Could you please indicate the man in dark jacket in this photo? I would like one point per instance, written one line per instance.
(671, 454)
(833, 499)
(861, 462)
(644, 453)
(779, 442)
··········
* Your task
Line by line, retype all of the entries.

* Exercise result
Could you please indicate the man in dark jacket in this photo? I would like one point per instance, written one line per instance.
(671, 454)
(833, 499)
(861, 462)
(644, 453)
(779, 442)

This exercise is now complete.